ENTRIES SUPPLIED:
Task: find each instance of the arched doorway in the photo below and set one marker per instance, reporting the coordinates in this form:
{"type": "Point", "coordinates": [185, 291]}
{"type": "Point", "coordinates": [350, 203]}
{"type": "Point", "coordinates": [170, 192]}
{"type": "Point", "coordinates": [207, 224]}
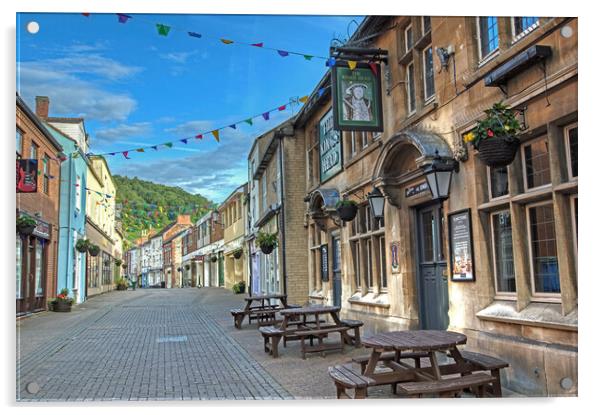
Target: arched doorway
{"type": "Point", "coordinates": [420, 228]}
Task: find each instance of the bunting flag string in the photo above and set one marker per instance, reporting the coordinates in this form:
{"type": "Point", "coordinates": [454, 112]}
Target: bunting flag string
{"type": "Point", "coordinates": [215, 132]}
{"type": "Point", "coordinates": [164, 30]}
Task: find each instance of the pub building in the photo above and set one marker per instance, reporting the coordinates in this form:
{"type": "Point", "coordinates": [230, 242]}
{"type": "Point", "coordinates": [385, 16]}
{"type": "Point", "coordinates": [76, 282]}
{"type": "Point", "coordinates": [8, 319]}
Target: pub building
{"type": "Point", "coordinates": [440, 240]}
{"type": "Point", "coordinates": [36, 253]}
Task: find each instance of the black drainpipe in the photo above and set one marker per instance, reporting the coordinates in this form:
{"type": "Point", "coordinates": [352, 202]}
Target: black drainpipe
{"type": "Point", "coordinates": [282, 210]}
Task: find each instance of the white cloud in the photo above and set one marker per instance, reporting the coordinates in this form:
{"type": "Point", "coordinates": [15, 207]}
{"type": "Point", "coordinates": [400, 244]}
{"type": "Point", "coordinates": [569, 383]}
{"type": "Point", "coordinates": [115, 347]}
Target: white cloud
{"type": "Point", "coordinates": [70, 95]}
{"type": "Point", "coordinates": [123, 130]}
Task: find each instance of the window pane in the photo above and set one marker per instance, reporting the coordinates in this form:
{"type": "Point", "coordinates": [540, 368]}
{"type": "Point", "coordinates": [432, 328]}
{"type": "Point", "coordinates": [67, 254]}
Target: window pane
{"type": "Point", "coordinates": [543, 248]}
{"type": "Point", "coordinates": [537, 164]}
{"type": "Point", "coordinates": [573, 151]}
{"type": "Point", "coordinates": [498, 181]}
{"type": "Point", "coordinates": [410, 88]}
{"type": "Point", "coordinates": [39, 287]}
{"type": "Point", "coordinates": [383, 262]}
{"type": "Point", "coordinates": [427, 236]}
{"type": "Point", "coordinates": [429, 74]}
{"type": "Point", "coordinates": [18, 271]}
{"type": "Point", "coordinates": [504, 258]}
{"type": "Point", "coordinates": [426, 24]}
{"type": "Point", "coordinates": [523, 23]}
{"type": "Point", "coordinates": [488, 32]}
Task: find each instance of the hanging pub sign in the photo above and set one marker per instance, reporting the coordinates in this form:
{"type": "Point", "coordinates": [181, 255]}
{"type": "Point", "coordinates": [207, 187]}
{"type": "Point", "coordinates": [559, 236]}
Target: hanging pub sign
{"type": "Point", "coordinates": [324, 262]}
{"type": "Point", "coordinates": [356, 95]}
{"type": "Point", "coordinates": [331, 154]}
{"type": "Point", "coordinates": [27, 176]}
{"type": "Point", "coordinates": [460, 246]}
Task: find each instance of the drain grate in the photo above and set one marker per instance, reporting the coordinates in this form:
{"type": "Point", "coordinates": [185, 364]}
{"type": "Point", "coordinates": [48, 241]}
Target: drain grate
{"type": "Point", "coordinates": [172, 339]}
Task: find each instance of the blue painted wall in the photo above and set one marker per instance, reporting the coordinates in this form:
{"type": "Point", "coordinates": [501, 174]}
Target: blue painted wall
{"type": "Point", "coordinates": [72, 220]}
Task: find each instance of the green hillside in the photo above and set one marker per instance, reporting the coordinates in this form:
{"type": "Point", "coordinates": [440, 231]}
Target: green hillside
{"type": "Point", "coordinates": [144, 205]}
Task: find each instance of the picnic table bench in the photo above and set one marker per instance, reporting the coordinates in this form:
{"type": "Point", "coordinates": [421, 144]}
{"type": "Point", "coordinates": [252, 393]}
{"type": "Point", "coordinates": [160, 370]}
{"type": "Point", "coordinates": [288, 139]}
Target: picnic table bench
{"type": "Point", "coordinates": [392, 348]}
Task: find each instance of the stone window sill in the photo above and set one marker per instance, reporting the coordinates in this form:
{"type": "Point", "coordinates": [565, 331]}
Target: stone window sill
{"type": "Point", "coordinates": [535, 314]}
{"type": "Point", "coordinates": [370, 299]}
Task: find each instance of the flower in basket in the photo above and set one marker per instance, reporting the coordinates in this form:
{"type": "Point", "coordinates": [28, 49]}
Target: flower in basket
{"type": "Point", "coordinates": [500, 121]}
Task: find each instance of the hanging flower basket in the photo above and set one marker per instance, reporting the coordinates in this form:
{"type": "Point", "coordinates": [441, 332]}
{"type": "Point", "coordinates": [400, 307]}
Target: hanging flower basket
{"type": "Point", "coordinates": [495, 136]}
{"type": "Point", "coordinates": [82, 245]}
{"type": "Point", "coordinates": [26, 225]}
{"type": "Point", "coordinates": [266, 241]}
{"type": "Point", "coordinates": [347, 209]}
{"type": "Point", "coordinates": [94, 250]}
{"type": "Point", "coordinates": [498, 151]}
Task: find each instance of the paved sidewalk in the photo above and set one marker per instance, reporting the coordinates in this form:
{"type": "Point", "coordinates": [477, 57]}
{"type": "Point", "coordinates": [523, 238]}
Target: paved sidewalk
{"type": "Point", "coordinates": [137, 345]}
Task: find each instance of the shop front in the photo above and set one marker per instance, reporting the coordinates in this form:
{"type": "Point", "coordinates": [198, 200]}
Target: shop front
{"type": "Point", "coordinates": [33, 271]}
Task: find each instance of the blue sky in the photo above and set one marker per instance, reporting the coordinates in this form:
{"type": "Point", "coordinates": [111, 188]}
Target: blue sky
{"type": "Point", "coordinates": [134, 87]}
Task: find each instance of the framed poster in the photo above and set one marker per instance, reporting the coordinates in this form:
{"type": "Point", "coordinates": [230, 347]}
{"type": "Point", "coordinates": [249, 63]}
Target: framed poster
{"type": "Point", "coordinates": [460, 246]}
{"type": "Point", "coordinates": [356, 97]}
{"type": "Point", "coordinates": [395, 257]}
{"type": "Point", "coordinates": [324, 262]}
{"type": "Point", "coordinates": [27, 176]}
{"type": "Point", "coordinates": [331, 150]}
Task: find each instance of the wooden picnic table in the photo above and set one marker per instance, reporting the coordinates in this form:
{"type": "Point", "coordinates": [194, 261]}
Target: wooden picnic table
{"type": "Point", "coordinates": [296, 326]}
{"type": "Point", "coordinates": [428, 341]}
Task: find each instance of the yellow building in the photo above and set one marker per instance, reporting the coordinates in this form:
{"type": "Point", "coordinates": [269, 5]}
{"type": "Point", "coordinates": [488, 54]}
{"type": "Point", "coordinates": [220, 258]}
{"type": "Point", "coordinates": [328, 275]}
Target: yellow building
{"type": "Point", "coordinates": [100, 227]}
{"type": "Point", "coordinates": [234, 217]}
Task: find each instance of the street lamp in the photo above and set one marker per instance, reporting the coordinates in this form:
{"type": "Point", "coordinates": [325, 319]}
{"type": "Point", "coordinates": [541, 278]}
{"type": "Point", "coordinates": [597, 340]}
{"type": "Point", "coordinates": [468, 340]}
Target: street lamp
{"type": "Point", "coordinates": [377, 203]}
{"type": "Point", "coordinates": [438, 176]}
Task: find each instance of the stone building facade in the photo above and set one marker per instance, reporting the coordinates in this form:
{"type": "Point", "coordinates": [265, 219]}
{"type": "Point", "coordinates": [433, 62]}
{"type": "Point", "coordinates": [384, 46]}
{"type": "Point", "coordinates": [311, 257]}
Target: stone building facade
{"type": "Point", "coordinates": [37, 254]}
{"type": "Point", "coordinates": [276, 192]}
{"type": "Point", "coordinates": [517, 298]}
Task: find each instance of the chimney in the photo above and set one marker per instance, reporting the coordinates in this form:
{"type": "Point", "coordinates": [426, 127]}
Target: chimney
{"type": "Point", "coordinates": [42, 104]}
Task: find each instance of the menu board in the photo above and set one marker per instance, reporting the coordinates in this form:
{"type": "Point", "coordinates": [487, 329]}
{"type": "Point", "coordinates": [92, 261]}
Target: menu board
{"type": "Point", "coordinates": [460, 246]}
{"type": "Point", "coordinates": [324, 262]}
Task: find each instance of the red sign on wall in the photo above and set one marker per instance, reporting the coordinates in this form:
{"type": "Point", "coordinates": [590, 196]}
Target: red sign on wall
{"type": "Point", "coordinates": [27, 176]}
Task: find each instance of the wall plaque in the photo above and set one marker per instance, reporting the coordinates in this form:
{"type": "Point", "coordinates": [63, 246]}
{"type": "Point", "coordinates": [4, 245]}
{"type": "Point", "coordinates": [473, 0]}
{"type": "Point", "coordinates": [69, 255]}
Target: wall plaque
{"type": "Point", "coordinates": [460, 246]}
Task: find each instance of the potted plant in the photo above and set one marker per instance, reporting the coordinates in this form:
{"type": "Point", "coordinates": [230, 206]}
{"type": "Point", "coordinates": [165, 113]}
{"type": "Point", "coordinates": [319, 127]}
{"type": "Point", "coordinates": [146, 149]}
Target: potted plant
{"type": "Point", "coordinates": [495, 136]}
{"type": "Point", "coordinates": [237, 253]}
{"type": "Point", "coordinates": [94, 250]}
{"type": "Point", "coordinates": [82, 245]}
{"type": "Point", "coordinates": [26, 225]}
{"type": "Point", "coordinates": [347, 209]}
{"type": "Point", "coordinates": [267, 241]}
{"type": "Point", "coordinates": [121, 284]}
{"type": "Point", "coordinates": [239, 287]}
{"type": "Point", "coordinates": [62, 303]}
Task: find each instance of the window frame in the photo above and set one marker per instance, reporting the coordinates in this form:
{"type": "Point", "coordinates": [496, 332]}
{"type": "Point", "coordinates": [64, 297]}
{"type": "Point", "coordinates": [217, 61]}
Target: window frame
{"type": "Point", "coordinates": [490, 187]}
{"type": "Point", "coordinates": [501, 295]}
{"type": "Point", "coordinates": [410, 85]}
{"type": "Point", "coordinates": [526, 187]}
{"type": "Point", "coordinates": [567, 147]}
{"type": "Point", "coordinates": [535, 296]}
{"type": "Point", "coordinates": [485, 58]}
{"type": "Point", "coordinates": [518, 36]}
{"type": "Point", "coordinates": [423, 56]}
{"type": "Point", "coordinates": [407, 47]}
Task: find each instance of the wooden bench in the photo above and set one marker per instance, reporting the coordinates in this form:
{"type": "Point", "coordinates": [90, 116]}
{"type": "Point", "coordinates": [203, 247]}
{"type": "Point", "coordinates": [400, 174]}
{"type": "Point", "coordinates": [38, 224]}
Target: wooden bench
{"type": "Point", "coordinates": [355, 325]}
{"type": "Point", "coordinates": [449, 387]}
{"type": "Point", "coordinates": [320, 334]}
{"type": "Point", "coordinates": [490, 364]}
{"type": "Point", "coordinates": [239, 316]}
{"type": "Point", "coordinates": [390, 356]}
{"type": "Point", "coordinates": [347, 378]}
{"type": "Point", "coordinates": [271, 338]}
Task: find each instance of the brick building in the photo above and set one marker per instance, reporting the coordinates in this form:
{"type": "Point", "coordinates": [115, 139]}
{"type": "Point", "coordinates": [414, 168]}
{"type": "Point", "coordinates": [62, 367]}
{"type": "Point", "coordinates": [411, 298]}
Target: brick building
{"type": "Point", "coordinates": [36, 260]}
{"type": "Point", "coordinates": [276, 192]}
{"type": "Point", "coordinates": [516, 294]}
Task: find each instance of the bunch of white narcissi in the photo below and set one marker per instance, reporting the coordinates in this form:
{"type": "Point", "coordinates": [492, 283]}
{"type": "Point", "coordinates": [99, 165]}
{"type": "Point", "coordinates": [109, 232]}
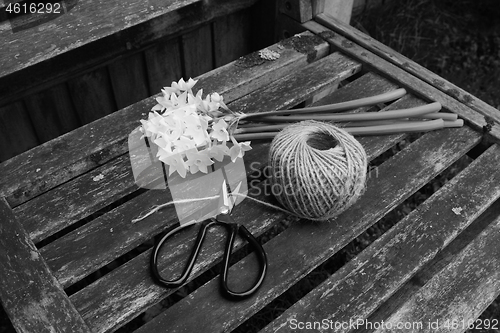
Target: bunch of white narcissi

ASSIGNED TASK: Determine how many of the lines above include the word "below", then give that number and nothing else.

SOLUTION: 2